### EXTRACT TO READ

::::

The other option is to use Percorten-V which replaces aldosterone and is given monthly by injection. Some vets teach you to give the dog the injection yourself, while others insist that it only be done at the vet’s office. If your vet is willing to show you how to do the injection, it can save you a lot of money, as you can order the medication online. If you choose to use the Percorten-V, your dog will also require a daily dose of Prednisone to replace cortisol, which is given in pill form.



As with all medications, there are side effects to each of the above medications that could present in your dog.  Often this may just mean that the vet will need to adjust the dosage of the medication. Often the side effects may mimic symptoms of AD, so it is very important to have regular blood panels to make sure the medication dosages are correct.  Do not change any dosages without first consulting your vet.



A dog with Atypical Addison’s Disease only requires Cortisol replacement.  Generally, Prednisone, Hydrocortisone, Dexamethasone or a similar replacement medication is prescribed. The dosage may need to be changed, so again, it is important to have regular blood panel to know that the dosage is accurate.

::::

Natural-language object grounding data
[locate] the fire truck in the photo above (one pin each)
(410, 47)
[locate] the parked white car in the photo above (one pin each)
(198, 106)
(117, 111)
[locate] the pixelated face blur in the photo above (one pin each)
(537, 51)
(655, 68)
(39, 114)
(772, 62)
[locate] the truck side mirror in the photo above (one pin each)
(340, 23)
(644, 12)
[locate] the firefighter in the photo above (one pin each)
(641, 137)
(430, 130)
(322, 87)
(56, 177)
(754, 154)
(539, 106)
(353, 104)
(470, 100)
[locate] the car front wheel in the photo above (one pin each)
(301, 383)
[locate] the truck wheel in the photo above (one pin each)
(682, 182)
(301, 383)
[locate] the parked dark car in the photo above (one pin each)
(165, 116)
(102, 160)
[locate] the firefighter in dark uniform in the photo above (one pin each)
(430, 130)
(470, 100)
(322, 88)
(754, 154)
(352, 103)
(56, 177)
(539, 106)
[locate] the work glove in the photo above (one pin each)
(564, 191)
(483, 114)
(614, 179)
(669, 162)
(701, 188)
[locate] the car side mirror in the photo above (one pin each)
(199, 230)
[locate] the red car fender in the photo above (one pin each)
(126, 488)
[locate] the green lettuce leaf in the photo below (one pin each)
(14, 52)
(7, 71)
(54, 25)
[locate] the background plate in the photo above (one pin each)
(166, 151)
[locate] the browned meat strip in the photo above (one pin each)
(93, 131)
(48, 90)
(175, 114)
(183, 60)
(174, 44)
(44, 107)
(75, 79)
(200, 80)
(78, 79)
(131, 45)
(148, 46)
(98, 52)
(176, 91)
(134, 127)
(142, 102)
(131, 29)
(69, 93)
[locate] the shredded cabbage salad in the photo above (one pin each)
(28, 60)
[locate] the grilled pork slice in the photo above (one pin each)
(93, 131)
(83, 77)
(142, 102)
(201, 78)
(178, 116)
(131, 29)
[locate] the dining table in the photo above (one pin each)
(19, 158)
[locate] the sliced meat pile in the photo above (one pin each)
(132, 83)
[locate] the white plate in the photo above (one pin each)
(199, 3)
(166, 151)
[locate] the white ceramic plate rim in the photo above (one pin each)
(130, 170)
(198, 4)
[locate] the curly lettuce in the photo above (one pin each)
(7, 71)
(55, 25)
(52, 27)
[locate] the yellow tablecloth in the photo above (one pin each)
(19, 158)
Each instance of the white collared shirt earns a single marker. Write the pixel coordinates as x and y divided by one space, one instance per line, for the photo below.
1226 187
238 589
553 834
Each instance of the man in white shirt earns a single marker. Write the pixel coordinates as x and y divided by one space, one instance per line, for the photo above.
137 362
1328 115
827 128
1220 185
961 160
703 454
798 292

::::

### ACTIVITIES
1. According to the text on treating Addison's Disease in dogs, how often is Percorten-V given?
2. List every medication the text on treating Addison's Disease in dogs names.

### RESPONSES BY ITEM NUMBER
1. Monthly, by injection.

2. Percorten-V, Prednisone, Hydrocortisone, Dexamethasone